Jumat, 20 Agustus 2010

Bolehlah, sesekali judul takzim (yang bukan ja’im) menyambut edisi puasa-lebaran kita tahun ini!


Ilustrasi : Ezra Saraswati
Entah karena memang faktor ambience suasana bulan ibadah atau perilaku hormonal saya yang sudah saatnya mendekat pada ketenangan batin. Kenyataannya, belakangan ini yang paling saya nikmati dalam hidup adalah duduk tenang sambil membaca di alam.
Yah, sealami-alaminya manusia hidup dan biasa beredar di kota,  akhirnya saya terdampar di salah satu sudut kota kecil Fremantle, Australia Barat, yang tepat bertengger di pinggir laut belah bumi selatan nan penuh pesona. Bila suhu di Jakarta pertengahan Juli hampir membangkitkan migren kumat setiap saat, maka hembusan angin 10 derajat Celcius di Fremantle membuat saya berkutat merapatkan jaket tebal dan mempunyai alasan untuk lebih ‘fashionable’ dengan syal lembut berwarna gonjreng melilit leher. Bukan itu saja, menikmati secangkir teh panas dan almond crumble  di teras kafe pinggir jalan sambil menekuni bacaan adalah hal yang sangat mustahil di Jakarta.

Di tengah perasaan nyaman itu, tiba-tiba saya terusik oleh segerombolan sea-gulls yang mengepakkan sayapnya turun ke atas meja makan. Para unggas yang tampaknya kelaparan itu saling berebut liar mematuk-matuk sisa spaghetti bolognaise milik meja sebelah. Pemandangan itu membuat saya terenyak. Saya pernah berada persis di tempat itu kira-kira 12 tahun yang lalu. Tapi tanpa camar liar yang tiba-tiba berevolusi, jadi menyukai cincangan daging sapi berlumur saus tomat, sarat keju dan pasta. Ada apakah dengan laut mereka? Ke mana perginya ikan-ikan kecil sepanjang pesisir pantai itu?

Saya pun langsung teringat pada si Jinx, kucing kampung di rumah, yang sudah tergila-gila dengan cat food kalengan dan melengos “jual mahal” bila disuguhi sisa kepala ikan. Begitu pula Aquilla kami yang berdarah Basett Hound, yang mati memelas setelah menderita penuaan dini dan gangguan kulit yang serius walaupun tak pernah lolos jadwal vaksinasinya. Seumur hidupnya, ia pecandu dog food berbagai merek ternama (bahkan berlabel “for sensitive skin”), sejak disapih induknya.
Tiba-tiba terselip rasa sungkan dan risih. Mengapa hewan-hewan ini seakan-akan mempunyai “Tuhan” baru (baca: Manusia) dalam hidup mereka sebagai food provider? Lalu, ke mana semua makanan mereka yang sesungguhnya? Saya bergidik – mengingat tulang dan daging sapi sudah terhidang sebagai bakso ternama konsumsi manusia, biji-bijian dan bulir beras maupun gandum, serta bekatul, bahkan tak tersisa untuk ayam yang sudah pasrah diberi voer – pakan unggas buatan teknologi manusia. Sebagai gantinya, manusia justru menyikat habis all kinds of grains milik hewan bersayap itu (dan sudah dimanipulasi pabrik).

○ ○ ○ ○ ○

Instruksi Tugas 1: Sebutkan semua nama tempat geografis yang disebutkan dalam teks sumber.
Instruksi Tugas 2: Tuliskan lanjutan teks sumber tentang makanan hewan ini, dimulai setelah kalimat terakhirnya.

○ ○ ○ ○ ○

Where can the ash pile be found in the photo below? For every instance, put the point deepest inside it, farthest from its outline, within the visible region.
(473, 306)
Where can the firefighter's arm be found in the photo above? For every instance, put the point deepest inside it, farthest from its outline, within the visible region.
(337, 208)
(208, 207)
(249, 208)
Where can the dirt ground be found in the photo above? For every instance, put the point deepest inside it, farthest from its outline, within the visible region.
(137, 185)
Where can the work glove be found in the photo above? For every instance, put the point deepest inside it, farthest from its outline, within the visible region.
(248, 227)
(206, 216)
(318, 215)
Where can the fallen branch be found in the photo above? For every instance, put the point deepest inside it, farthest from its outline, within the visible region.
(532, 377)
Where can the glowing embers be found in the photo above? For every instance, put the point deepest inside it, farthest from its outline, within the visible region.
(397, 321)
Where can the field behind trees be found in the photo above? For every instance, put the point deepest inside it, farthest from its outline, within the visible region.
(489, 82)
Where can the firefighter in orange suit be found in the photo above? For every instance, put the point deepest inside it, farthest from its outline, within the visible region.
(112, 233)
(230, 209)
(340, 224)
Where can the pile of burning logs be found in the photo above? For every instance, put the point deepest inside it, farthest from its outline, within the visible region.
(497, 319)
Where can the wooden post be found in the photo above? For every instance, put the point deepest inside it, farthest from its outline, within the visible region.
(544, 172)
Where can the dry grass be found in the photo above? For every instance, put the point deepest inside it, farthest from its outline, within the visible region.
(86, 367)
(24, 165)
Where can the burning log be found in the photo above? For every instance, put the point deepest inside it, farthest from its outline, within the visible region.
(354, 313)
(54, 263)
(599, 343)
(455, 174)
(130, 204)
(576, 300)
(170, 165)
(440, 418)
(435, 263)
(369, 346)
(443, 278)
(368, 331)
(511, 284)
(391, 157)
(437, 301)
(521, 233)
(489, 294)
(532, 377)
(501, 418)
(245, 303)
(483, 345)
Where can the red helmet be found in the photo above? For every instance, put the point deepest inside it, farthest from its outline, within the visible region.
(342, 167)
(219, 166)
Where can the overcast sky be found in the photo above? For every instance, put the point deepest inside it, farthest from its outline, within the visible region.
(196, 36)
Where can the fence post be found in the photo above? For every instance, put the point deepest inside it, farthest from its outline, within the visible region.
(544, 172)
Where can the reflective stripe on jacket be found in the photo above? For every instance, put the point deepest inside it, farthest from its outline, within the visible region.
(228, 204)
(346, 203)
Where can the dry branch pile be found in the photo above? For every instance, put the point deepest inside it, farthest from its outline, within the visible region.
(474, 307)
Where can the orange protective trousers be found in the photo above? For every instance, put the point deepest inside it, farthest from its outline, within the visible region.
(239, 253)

○ ○ ○ ○ ○

Jawaban Latihan 1: Fremantle, Australia Barat, Jakarta

Jawaban Latihan 2:
Lalu, muncul sederetan penyakit hewan akibat human civilisation : Flu burung, sapi gila,…entah apa lagi. Juga untuk manusianya: Diabetes, stroke, penyempitan pembuluh koroner jantung, kanker, penyakit oto-imun… Dan, manusia panik mencari “obatnya”. Dan, ada manusia yang juga meraup untung lagi (kalau tidak, maka tidak ada istilah “investasi industri kesehatan”). Inikah yang akhirnya kita sebut kemajuan teknologi medis?

Intervensi teknologi tak terelakkan, memang. Bukan hanya pada urusan pangan. Sungkem dan cium tangan keluarga yang dituakan (namun tinggal jauh) sudah digantikan oleh SMS fancy atau pesan di facebook, supaya bisa dibaca beramai-ramai. Hidup semakin mati rasa, semakin tawar, semakin numb. Tak heran kita semakin butuh imbuhan rasa manis. Juga di dalam makanan.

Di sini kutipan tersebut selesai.